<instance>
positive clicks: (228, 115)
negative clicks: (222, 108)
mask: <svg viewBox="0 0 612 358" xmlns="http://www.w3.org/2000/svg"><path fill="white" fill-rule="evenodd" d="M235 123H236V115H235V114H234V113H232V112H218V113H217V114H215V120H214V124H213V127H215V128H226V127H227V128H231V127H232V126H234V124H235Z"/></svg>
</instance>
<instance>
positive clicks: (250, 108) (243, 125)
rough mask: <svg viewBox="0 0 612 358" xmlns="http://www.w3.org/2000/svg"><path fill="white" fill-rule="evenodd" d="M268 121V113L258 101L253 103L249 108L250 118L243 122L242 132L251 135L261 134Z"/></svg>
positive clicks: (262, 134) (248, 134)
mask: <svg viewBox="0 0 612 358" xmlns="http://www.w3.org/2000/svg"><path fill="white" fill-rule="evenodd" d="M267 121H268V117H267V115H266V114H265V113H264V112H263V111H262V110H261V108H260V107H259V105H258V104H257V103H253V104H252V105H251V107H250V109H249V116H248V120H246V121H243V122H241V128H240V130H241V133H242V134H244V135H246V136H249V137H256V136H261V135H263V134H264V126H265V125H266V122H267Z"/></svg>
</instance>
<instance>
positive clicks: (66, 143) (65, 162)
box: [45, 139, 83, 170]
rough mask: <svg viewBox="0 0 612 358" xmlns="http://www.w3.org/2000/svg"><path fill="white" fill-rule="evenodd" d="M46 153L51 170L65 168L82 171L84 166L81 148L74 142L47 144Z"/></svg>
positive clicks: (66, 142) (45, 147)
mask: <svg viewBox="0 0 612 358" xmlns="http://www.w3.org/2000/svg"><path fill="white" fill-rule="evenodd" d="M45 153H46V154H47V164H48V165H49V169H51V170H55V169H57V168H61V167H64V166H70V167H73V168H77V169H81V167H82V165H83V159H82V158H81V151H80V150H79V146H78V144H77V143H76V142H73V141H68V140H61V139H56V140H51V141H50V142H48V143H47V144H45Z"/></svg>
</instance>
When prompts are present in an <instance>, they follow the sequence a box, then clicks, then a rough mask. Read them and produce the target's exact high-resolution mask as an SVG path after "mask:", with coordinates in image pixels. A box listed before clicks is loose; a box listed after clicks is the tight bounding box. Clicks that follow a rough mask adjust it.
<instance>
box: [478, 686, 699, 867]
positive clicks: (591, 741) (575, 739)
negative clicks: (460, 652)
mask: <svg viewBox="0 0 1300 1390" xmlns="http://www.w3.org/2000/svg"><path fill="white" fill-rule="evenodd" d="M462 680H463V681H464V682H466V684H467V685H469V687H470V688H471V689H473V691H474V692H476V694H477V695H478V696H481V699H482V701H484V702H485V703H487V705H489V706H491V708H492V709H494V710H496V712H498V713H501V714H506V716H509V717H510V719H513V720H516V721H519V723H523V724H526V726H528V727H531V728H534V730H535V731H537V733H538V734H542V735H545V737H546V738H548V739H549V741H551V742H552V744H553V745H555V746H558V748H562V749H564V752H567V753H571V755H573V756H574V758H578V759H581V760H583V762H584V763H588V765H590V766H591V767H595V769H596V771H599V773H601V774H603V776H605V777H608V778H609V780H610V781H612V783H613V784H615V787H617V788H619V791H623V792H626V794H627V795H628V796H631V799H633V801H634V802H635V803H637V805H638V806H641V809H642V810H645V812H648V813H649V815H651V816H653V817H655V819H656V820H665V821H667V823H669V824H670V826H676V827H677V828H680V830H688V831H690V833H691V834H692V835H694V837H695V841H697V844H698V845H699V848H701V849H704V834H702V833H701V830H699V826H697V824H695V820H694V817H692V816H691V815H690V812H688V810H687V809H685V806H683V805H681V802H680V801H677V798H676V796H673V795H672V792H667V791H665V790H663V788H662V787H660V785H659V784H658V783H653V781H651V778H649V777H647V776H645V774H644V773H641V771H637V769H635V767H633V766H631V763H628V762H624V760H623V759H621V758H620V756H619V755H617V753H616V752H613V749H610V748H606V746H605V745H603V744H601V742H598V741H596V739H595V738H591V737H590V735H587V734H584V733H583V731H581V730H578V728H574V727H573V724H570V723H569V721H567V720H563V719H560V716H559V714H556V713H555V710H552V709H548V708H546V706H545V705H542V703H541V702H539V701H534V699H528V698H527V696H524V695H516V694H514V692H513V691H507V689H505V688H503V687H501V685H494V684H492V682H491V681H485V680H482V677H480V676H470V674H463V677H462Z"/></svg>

# YOUR TASK
Repeat exactly the lines of the data from the first one through the line with "121V113L258 101L253 103L249", both of them included.

# RESPONSE AREA
<instance>
positive clicks: (228, 115)
negative clicks: (222, 108)
mask: <svg viewBox="0 0 612 358" xmlns="http://www.w3.org/2000/svg"><path fill="white" fill-rule="evenodd" d="M235 123H236V115H235V114H234V113H232V112H218V113H217V114H215V120H214V124H213V127H215V128H226V127H227V128H231V127H232V126H234V124H235Z"/></svg>
</instance>
<instance>
positive clicks: (250, 108) (243, 125)
rough mask: <svg viewBox="0 0 612 358" xmlns="http://www.w3.org/2000/svg"><path fill="white" fill-rule="evenodd" d="M268 121V113L258 101L253 103L249 108L250 118L243 122L242 132L251 135L261 134Z"/></svg>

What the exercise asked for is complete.